AIM:
Each line that follows is to be retyped exactly.

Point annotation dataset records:
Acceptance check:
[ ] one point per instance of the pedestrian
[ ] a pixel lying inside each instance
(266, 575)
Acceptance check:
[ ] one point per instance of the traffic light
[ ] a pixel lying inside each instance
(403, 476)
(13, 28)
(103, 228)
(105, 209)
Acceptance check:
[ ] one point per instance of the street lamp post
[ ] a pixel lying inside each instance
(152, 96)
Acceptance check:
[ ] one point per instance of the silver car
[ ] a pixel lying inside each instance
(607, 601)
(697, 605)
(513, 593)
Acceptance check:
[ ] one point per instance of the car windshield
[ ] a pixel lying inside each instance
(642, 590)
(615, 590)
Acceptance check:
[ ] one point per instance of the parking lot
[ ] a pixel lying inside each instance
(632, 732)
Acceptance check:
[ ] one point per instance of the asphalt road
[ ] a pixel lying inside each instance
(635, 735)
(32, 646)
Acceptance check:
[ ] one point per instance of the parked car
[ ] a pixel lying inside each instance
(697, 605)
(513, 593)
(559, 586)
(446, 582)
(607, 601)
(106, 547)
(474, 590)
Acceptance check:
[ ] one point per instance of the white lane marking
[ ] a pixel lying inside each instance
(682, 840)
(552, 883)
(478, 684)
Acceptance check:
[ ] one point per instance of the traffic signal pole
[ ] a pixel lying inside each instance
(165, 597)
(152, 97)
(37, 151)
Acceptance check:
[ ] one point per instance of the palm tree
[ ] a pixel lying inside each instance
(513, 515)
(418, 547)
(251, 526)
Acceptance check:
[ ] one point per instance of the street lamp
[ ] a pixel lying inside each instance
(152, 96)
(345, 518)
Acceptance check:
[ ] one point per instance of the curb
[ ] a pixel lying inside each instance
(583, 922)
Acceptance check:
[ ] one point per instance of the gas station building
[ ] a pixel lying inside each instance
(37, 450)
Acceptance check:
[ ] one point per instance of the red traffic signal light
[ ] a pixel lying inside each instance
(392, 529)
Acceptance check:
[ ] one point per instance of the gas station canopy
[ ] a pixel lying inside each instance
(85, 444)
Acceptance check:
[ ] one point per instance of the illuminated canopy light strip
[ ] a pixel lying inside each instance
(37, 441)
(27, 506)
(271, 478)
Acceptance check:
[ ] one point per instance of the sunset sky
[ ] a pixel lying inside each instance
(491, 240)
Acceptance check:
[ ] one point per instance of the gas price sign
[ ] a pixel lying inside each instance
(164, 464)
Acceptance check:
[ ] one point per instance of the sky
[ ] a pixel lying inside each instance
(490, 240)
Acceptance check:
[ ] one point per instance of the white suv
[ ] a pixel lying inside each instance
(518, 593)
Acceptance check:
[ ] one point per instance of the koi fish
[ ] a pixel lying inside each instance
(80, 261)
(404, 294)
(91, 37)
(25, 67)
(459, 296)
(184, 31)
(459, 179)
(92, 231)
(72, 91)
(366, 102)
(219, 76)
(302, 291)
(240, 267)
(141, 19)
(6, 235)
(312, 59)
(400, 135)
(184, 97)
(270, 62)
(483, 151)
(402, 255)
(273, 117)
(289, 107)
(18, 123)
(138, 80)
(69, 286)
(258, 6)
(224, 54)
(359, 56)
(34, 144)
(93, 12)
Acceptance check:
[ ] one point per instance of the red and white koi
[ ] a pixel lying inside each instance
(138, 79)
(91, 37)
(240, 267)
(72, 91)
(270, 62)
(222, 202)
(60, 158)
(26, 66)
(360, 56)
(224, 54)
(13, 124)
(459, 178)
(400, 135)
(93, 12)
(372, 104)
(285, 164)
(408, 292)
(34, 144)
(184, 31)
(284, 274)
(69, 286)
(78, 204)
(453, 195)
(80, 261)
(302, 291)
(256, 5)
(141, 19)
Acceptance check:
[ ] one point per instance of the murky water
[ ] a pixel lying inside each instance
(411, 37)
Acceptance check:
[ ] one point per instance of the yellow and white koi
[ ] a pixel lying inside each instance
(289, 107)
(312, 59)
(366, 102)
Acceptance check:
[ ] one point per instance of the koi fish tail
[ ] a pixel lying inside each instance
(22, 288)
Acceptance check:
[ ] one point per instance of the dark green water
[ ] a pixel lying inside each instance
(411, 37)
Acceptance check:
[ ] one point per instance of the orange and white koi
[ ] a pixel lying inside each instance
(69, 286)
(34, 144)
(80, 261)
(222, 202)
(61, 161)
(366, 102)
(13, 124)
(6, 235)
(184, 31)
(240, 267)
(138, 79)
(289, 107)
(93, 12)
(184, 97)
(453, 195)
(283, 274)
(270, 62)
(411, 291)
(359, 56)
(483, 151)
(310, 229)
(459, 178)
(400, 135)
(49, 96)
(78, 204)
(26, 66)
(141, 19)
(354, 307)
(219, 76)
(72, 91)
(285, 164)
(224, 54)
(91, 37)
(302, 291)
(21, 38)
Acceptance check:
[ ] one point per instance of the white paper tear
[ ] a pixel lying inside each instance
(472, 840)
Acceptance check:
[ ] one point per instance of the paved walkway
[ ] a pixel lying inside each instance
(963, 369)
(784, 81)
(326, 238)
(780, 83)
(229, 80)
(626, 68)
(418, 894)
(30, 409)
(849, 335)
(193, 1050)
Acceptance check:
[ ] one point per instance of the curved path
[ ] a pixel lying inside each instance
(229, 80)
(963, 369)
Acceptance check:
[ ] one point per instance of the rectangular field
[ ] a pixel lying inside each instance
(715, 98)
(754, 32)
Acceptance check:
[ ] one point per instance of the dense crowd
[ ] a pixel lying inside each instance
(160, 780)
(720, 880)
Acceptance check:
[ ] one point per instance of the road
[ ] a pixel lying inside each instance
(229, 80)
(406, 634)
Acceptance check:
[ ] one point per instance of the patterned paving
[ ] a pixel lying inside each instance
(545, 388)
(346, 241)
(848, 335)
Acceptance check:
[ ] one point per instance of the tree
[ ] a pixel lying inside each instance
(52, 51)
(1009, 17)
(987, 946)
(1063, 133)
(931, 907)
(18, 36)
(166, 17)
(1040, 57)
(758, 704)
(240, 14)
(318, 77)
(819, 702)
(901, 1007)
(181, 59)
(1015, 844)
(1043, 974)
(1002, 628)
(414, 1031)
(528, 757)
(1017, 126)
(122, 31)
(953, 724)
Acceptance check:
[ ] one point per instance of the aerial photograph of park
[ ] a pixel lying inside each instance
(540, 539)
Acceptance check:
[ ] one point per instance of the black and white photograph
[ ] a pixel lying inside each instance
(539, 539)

RESULT FOR THIS EXERCISE:
Acceptance check:
[ ] one point per instance of the pedestrian
[ ] a pixel lying inside each instance
(266, 575)
Acceptance check:
[ ] one point per instance of the traffic light
[ ] a pixel lying inside each instance
(403, 476)
(13, 28)
(103, 228)
(105, 209)
Acceptance check:
[ ] one point per instance of the street lamp post
[ ] a pixel lying inside each instance
(152, 96)
Acceptance check:
[ ] one point per instance of the silver car
[ ] a pixel lying inside each instance
(607, 601)
(697, 605)
(513, 593)
Acceptance check:
[ ] one point per instance of the car windshield
[ ] a pixel lying inside each instance
(642, 590)
(615, 590)
Acceptance check:
[ ] one point per instance of the parking lot
[ ] a pixel lying inside each instance
(632, 732)
Acceptance check:
[ ] one point per instance of the asphalt road
[ ] a pixel lying inside each instance
(635, 735)
(32, 646)
Acceptance check:
[ ] one point per instance of the parked car
[ ] a pixel lying inside each instance
(697, 605)
(513, 593)
(559, 586)
(446, 582)
(607, 601)
(106, 547)
(474, 590)
Acceptance check:
[ ] one point per instance of the white lane marking
[ ] a pixel lying inside each instance
(682, 840)
(552, 883)
(478, 684)
Acceptance check:
[ ] one point per instance of the traffic signal pole
[ ] a pixel lying inside each instance
(165, 597)
(152, 97)
(37, 151)
Acceptance check:
[ ] one point per instance of the palm tree
[ ] a pixel lying inside each instance
(513, 515)
(418, 547)
(251, 526)
Acceptance check:
[ ] one point per instance of the street lamp
[ ] a pixel lying inside each instance
(152, 96)
(345, 518)
Acceptance check:
[ ] one point per instance of the curb
[ ] a pixel lying inside each instance
(583, 922)
Acceptance check:
[ ] one point per instance of the gas station building
[ ] a pixel lying inside each instance
(37, 450)
Acceptance check:
[ ] one point per instance of the red traffic signal light
[ ] a pixel lying inside each instance
(392, 529)
Acceptance check:
[ ] one point per instance of the gas station canopy
[ ] a pixel lying inside each instance
(85, 444)
Acceptance check:
[ ] one point per instance of the illuminated canopy light strip
[ ] a pixel lying inside each instance
(37, 441)
(27, 506)
(271, 478)
Acceptance check:
[ ] one point per instance of the sunset sky
[ ] a pixel lying inside each instance
(491, 240)
Acceptance check:
[ ] one point per instance of the gas price sign
[ ] a pixel lying inside each instance
(164, 464)
Acceptance check:
[ ] one point per instance of the sky
[ ] a pixel lying inside each instance
(490, 240)
Acceptance check:
[ ] one point per instance of the white suv
[ ] a pixel lying inside each instance
(518, 593)
Acceptance check:
[ ] one point per instance of the koi fish
[ ] a pixel lying inside each instance
(80, 261)
(404, 294)
(91, 37)
(25, 67)
(459, 296)
(184, 31)
(459, 179)
(92, 231)
(72, 91)
(366, 102)
(219, 76)
(302, 291)
(240, 267)
(141, 19)
(6, 235)
(312, 59)
(400, 135)
(184, 97)
(270, 62)
(483, 151)
(402, 255)
(273, 117)
(289, 107)
(18, 123)
(138, 80)
(69, 286)
(258, 6)
(224, 54)
(359, 56)
(34, 144)
(93, 12)
Acceptance check:
[ ] one point per instance of the red and white koi
[ ] a pixel lying inside each instance
(138, 79)
(91, 37)
(240, 267)
(72, 91)
(270, 62)
(222, 202)
(60, 158)
(26, 66)
(360, 56)
(224, 54)
(13, 124)
(459, 178)
(400, 135)
(93, 12)
(372, 104)
(285, 164)
(408, 292)
(34, 144)
(184, 31)
(284, 274)
(69, 286)
(78, 204)
(453, 195)
(80, 261)
(302, 291)
(256, 5)
(141, 19)
Acceptance check:
[ ] one point per instance of the murky water
[ ] a pixel lying inside each instance
(411, 37)
Acceptance check:
[ ] one point per instance of the yellow and white koi
[ ] a pixel lying inside each instance
(289, 107)
(312, 59)
(366, 102)
Acceptance check:
[ ] one point per instance of the koi fish tail
[ ] a pixel lying inside each instance
(22, 288)
Acceptance check:
[ ] one point per instance of the dark green water
[ ] a pixel lying inside each instance
(411, 37)
Acceptance check:
[ ] one point per instance of the orange and white koi
[ ] a pixel lying inside each instance
(69, 286)
(34, 144)
(80, 261)
(222, 202)
(61, 161)
(366, 102)
(13, 124)
(6, 235)
(184, 31)
(240, 267)
(138, 79)
(289, 107)
(93, 12)
(184, 97)
(453, 195)
(283, 274)
(270, 62)
(411, 291)
(359, 56)
(483, 151)
(310, 229)
(459, 178)
(400, 135)
(49, 96)
(78, 204)
(26, 66)
(141, 19)
(354, 307)
(219, 76)
(72, 91)
(285, 164)
(224, 54)
(91, 37)
(302, 291)
(21, 38)
Acceptance check:
[ ] one point per instance of the white paper tear
[ ] a pixel lying inside each instance
(472, 840)
Acceptance check:
[ ] one point per instance of the paved walkway
[ ] a pixel lying inside each instance
(963, 369)
(784, 81)
(326, 238)
(780, 83)
(229, 80)
(626, 68)
(418, 894)
(30, 409)
(849, 335)
(193, 1050)
Acceptance check:
[ ] one point per instance of the curved path
[ ] a pixel lying inside each instance
(229, 80)
(963, 369)
Acceptance check:
[ ] one point per instance of the rectangular field
[ ] a pixel lying inside each instance
(715, 98)
(754, 32)
Acceptance check:
[ ] one point per instance of the dense crowd
[ ] a pixel lying inside each instance
(160, 780)
(720, 880)
Acceptance check:
[ ] one point per instance of the road
[ ] a pixel lying inside each instance
(229, 80)
(406, 634)
Acceptance check:
[ ] one point per instance of the patterned paving
[ ] a pixel lying inside each instance
(545, 388)
(346, 241)
(848, 335)
Acceptance check:
[ ] one point per instance of the tree
[ ] a pixel lying inside each instance
(52, 51)
(1009, 17)
(987, 946)
(1063, 133)
(931, 907)
(18, 36)
(166, 17)
(1040, 57)
(758, 704)
(240, 14)
(318, 77)
(819, 702)
(901, 1007)
(181, 59)
(1015, 844)
(1043, 974)
(1002, 628)
(414, 1031)
(528, 757)
(1017, 126)
(122, 31)
(953, 724)
Acceptance check:
[ ] one point per instance of the aerial photograph of park
[ ] a pixel lying inside each instance
(540, 539)
Acceptance check:
[ ] one point per instance of the black and white photograph
[ ] a pixel lying inside each instance
(539, 539)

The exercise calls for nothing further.